◆ **WORK ORDER**
Which lines of the entries below run from the one holding "For each <instance>" to the one holding "negative clicks: (43, 263) (5, 88)", inclusive? Set down exactly those lines and no others.

-- MATERIAL SUPPLIED follows --

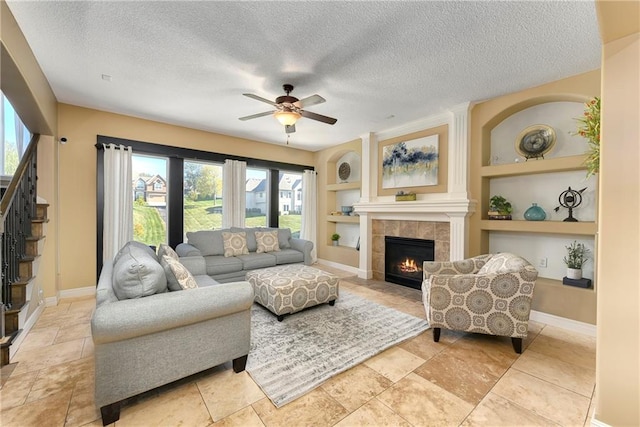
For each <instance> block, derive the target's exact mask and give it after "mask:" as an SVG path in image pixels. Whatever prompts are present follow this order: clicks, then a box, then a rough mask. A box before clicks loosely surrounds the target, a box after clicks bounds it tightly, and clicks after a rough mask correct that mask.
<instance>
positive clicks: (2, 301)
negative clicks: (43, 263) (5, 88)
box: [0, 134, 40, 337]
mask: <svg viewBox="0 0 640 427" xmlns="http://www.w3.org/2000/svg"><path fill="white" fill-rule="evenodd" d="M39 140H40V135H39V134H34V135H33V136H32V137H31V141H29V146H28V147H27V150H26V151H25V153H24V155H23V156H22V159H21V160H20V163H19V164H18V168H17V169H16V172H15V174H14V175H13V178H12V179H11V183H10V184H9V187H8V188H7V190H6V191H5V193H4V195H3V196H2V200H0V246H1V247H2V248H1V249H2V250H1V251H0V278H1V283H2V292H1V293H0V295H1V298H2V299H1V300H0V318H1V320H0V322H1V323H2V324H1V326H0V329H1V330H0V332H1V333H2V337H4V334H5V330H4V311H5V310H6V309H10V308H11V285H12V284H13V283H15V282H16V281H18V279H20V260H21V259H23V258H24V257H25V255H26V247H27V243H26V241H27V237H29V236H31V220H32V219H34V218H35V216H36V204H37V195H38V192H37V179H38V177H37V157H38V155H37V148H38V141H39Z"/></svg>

-- MATERIAL SUPPLIED concluded --
-- MATERIAL SUPPLIED follows --

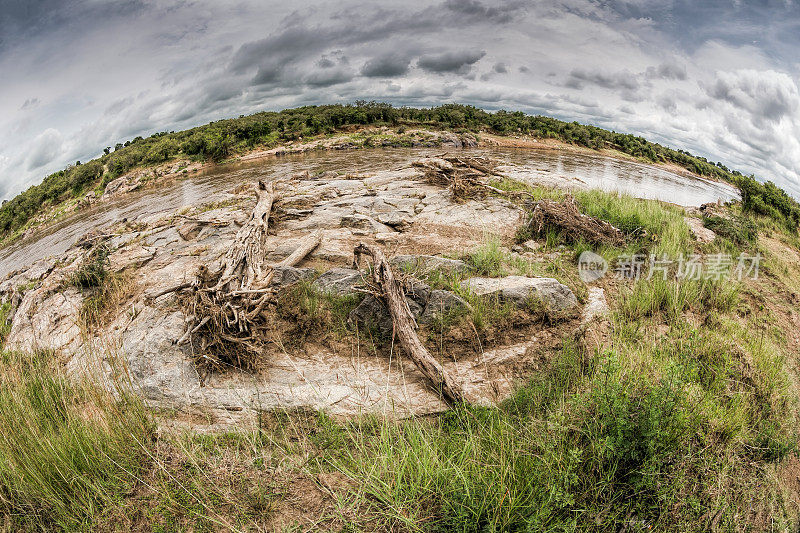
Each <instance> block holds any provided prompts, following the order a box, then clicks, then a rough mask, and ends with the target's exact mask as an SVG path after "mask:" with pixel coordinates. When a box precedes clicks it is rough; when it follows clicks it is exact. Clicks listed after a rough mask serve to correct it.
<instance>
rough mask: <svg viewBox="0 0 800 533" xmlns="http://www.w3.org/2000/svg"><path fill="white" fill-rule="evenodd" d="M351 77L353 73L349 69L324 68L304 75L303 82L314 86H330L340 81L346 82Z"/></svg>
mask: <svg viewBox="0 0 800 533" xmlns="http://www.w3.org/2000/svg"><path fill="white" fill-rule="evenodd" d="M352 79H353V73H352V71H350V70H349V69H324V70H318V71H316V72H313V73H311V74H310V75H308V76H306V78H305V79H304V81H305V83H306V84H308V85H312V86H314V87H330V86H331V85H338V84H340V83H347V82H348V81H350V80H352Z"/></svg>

-- MATERIAL SUPPLIED concluded --

◆ **ANSWER FOR THIS EXERCISE**
For each <instance> block, derive the target's exact mask and give it after "mask:" as an SVG path in image pixels. Whatever prompts are present follow this order: clicks, then a box, then a rough mask. A box before clicks loosely surrounds the target, a box after clicks bounds it tightly, and clicks after a rough mask correct that mask.
<instance>
positive clicks: (2, 301)
negative clicks: (43, 263) (5, 88)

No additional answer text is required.